Directive: Rewrite everything from the line containing "mark the red tail" down to the end of the entries, keeping the requests, and shift each pair of point coordinates by adding 119 to both numbers.

Records of labeled points
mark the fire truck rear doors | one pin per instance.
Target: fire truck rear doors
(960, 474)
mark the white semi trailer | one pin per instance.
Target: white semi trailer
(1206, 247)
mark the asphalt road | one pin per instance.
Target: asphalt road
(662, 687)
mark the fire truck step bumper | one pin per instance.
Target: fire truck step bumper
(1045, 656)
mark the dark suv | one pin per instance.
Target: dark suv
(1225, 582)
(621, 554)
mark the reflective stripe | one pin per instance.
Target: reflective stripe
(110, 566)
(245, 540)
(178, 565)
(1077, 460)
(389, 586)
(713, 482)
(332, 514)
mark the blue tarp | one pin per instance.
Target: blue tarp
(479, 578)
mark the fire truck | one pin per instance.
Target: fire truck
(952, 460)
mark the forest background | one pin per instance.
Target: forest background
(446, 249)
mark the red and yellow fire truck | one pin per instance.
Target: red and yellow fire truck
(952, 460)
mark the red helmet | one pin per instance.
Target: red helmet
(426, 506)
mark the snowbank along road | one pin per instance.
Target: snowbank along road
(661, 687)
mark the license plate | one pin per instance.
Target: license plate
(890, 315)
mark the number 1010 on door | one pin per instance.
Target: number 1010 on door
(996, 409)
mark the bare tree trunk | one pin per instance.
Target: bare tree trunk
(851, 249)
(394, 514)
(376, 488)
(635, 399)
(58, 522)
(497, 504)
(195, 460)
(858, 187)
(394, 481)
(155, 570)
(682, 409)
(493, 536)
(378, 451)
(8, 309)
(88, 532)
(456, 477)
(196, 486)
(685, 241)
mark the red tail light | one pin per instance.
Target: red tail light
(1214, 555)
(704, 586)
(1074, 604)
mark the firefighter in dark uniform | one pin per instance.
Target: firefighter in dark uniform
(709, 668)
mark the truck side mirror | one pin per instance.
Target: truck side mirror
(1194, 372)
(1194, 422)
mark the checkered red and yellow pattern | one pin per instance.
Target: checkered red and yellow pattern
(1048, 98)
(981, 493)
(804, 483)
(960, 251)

Reply:
mark the red tail light | one pin per instance.
Target: red tail light
(1333, 674)
(823, 705)
(1193, 723)
mark the firefighter in dark uniform | one pin per instance.
Target: firefighter in dark uniform
(828, 787)
mark the truck side mirror | one pin per instance.
Target: truck side mirror
(1313, 491)
(1313, 541)
mark the checkered red and yellow pattern | one pin per instance.
Target: checkered red and yellow pattern
(1167, 217)
(1100, 612)
(923, 602)
(1079, 370)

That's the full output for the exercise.